§ What you need to do: Convert these rows into a two-column CSV with the columns request and answer, one line per row, putting each row's text and its answer in a single quoted field with line breaks replaced by spaces. Leave the pictures out.

§ Listed entries:
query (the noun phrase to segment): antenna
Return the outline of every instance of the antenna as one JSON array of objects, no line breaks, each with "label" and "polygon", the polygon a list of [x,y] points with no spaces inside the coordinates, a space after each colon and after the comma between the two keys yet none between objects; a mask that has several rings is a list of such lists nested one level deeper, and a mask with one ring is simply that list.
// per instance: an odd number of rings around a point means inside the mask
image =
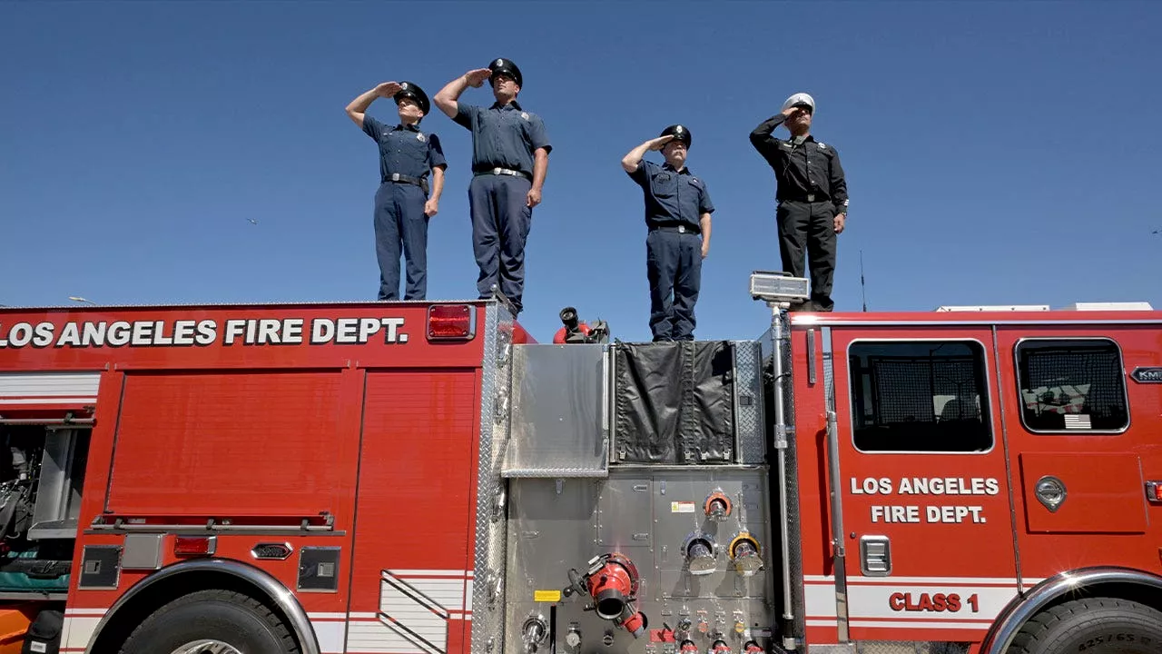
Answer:
[{"label": "antenna", "polygon": [[860,293],[863,296],[863,313],[868,312],[868,291],[863,283],[863,250],[860,250]]}]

§ Correct response:
request,answer
"query (the noun phrase to segment): antenna Return the outline of every instance of the antenna as one JSON array of objects, no line breaks, each with ""label"" and ""polygon"", the polygon a list of [x,y] points with no spaces inside the coordinates, a space after each colon and after the comma between the two keys yet none between objects; a mask that has several rings is a list of such lists nested one level deeper, and a mask with one ring is simply that list. // per instance: an odd number of rings around a point means inside the mask image = Answer:","[{""label"": ""antenna"", ""polygon"": [[860,293],[863,296],[863,313],[868,312],[868,291],[863,283],[863,250],[860,250]]}]"